▶ **Exercise brief**
According to the grant announcement below, in which three countries are the RTS,S trial sites that the study will examine?

Dr. Mike Emch won a huge grant, “Impacts of Environment, Host Genetics and Antigen Diversity on Malaria Vaccine Efficacy,” funded by the National Institute of Allergies and Infectious Disease, National Institutes of Health (NIH),1R01-AI137410-01, $3,632,091, 2018-22.
This is an NIH RO1 project that is a collaboration between Michael Emch (UNC-PI), Jon Juliano (UNC Medicine-CoPI), Michael Hudgens (UNC Biostatistics- CoI), and Jeff Bailey (UMass- PI). Malaria remains a major global public health problem but global malaria elimination has little chance of success in the absence of an effective vaccine. This project investigates the interactions between the malaria vaccine called RTS,S and environmental factors, host genetics, parasite genetic diversity, and other malaria control measures. The vaccine has shown only moderate efficacy in a completed Phase III trial but in 2017 it was licensed for use because it has the potential to make a large impact given the magnitude of malaria burden. The vaccine does not work equally well in different populations; this variability may be due to parasite, environmental, or host factors. Furthermore, any malaria vaccine will not be used in isolation, but rather as part of an integrated program leveraging other control measures such as bed nets and insecticides. Therefore, understanding the combinations of factors, which modulate the effectiveness of a malaria vaccine is essential to guide appropriate vaccine use and formulating next-generation vaccines.
This study is designed to improve our understanding of how RTS,S works by evaluating key ecological, host, and parasite factors which likely impact effectiveness. The approaches that we will use enhance our understanding of the effectiveness of RTS,S and can also be leveraged to improve the efficacy of future malaria vaccines. We will investigate ecological and behavioral factors that may influence vaccine efficacy across three RTS,S trial sites in Ghana, Gabon, and Malawi. These data, in conjunction with Phase III trial data, geographic information system (GIS) and satellite data, and a concurrent malaria transmission intensity study, will allow us to discern the impacts of individual and neighborhood factors on vaccine effectiveness in an “ecological” analysis of the trial.

▶ **Raw data**

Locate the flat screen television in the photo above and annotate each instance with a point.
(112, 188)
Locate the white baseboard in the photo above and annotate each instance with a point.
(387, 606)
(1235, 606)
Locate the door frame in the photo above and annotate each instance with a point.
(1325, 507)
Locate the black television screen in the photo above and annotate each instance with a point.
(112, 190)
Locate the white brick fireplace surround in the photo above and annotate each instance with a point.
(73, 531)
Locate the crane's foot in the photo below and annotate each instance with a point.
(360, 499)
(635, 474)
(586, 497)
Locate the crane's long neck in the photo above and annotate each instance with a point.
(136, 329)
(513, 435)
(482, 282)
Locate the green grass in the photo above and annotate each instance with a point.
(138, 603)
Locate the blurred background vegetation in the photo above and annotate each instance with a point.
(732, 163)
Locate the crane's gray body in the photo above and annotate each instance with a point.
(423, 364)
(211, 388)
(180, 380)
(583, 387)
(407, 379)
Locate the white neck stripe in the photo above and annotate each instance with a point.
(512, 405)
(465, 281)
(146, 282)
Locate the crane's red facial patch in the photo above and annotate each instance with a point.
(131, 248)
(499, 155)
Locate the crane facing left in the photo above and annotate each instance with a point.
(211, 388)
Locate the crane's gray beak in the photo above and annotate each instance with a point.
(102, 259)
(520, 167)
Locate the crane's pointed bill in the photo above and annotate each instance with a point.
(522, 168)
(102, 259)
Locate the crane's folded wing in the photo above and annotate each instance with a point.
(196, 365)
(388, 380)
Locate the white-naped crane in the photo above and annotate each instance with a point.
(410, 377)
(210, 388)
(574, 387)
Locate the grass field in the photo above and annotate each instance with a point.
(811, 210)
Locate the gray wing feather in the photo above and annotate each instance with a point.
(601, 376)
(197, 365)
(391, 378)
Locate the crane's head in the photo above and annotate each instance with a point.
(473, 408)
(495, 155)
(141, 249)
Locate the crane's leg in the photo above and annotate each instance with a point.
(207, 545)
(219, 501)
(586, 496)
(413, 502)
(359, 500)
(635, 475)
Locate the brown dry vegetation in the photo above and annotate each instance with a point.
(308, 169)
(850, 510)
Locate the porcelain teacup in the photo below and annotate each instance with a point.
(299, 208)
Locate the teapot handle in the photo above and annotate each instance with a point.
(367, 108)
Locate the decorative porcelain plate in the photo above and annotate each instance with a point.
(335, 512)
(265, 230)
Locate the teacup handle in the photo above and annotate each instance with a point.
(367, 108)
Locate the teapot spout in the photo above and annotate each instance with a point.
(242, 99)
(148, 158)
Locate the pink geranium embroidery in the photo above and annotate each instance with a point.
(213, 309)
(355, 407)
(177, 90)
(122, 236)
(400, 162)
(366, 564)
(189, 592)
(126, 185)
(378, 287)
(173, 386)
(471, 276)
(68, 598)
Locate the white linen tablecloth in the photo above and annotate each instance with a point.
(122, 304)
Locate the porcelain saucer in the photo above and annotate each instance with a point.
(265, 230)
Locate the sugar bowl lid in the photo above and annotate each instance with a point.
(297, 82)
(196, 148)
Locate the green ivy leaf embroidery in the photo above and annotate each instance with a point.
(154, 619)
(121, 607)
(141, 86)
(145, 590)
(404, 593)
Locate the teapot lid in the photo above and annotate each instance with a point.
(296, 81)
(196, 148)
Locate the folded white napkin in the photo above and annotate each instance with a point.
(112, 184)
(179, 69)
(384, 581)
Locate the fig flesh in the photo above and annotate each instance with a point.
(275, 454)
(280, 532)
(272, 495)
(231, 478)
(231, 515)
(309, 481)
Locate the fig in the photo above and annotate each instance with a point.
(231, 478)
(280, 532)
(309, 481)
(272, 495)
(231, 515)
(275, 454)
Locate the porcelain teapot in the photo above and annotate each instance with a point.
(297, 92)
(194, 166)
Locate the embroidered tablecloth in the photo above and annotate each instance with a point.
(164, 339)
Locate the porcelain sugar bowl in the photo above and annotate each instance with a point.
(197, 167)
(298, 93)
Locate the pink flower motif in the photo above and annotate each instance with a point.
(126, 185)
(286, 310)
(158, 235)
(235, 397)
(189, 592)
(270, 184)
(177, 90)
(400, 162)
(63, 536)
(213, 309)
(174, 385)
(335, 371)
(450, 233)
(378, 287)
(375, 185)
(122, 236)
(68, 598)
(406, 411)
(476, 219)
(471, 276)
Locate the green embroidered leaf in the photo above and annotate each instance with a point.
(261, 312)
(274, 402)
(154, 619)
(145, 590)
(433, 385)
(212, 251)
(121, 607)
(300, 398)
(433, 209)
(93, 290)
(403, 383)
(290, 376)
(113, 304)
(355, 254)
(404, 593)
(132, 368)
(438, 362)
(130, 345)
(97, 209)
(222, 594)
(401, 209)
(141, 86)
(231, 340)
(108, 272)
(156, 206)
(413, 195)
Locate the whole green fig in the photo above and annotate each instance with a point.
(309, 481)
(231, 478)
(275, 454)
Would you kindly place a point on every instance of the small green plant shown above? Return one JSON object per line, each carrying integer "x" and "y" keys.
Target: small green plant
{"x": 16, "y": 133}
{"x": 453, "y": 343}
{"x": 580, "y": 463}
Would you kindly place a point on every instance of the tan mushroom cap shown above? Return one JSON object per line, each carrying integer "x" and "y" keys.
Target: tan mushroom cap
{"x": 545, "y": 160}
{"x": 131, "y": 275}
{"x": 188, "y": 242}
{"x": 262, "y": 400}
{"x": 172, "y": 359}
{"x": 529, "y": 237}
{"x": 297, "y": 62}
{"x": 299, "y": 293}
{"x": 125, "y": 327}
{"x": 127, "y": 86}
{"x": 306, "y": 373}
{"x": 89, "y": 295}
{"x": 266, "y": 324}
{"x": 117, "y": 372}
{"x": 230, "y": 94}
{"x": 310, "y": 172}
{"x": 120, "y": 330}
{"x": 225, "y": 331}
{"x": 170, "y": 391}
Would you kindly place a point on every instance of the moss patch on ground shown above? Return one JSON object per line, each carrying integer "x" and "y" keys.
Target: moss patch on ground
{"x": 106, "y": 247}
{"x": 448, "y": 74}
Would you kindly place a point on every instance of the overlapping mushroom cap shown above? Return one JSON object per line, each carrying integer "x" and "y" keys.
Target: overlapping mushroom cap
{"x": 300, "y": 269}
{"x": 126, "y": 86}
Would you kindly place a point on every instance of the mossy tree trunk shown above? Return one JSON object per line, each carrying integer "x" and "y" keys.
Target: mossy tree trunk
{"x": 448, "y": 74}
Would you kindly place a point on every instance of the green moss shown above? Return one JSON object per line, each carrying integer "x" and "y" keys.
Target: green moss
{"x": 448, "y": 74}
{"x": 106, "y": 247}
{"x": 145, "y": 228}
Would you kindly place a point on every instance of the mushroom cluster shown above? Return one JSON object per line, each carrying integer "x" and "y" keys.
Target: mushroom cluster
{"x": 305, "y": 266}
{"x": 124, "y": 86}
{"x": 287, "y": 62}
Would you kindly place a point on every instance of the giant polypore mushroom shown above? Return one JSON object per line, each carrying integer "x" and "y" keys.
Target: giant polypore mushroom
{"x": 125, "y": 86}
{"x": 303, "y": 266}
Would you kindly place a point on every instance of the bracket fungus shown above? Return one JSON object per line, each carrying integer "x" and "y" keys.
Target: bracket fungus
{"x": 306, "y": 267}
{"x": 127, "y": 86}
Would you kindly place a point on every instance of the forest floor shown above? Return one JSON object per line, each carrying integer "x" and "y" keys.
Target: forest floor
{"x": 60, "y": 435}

▶ **Result of this task**
Ghana, Gabon, and Malawi.